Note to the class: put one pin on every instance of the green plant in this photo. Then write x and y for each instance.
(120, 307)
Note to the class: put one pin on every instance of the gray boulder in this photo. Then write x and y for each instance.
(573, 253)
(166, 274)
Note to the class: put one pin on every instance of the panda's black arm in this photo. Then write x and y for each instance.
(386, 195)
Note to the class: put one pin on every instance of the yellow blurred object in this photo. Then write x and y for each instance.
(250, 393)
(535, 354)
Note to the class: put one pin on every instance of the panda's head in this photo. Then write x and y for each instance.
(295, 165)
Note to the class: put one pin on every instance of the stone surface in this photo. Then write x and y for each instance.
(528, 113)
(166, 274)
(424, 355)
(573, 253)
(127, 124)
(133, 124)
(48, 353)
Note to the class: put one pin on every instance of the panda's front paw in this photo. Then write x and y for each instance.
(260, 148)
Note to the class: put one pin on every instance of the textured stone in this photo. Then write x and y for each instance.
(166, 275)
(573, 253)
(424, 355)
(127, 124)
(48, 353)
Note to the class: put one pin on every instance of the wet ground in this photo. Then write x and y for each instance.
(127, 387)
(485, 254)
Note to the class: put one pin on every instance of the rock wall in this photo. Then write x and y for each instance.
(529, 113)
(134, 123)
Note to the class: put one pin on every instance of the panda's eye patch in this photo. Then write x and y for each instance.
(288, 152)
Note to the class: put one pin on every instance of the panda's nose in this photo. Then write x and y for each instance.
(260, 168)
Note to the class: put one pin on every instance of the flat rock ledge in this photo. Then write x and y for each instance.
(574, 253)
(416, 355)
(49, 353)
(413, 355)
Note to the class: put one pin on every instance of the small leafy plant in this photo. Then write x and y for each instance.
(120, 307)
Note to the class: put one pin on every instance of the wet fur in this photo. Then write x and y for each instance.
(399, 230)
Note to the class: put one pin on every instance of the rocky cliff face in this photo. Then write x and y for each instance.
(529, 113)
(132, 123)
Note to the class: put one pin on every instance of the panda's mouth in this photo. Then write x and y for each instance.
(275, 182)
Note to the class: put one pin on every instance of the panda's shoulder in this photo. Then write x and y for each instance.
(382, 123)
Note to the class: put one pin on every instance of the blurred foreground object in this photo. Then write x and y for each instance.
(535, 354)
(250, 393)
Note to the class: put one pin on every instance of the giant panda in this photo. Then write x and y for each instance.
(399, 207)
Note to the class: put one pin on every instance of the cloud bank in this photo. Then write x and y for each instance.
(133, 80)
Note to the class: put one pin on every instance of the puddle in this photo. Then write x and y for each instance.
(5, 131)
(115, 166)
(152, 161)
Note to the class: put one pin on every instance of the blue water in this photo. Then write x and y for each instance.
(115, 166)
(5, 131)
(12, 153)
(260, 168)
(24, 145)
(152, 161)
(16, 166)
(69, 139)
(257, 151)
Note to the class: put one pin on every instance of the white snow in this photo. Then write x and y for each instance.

-----

_Short problem_
Arrange the records as a numbered list, starting at the line that contains "of the cloud" and continuing through the final line of the records, with both ends included. Leave out any blank lines.

_Result for this exercise_
1. Note to the class: put one pin on every instance of the cloud bank in this photo. Then write x and y for each instance.
2. (133, 80)
3. Note to the class: put one pin on every instance of the puddle in this photo. Then write x and y for each instance.
4. (5, 131)
5. (115, 166)
6. (152, 161)
7. Note to the class: put one pin on every instance of the blue water in this photo. Then write x and y for each instance.
8. (115, 166)
9. (5, 131)
10. (12, 153)
11. (260, 168)
12. (24, 145)
13. (152, 161)
14. (16, 166)
15. (69, 139)
16. (257, 151)
17. Note to the class: put one pin on every instance of the white snow in this photo. Then write x and y for each instance.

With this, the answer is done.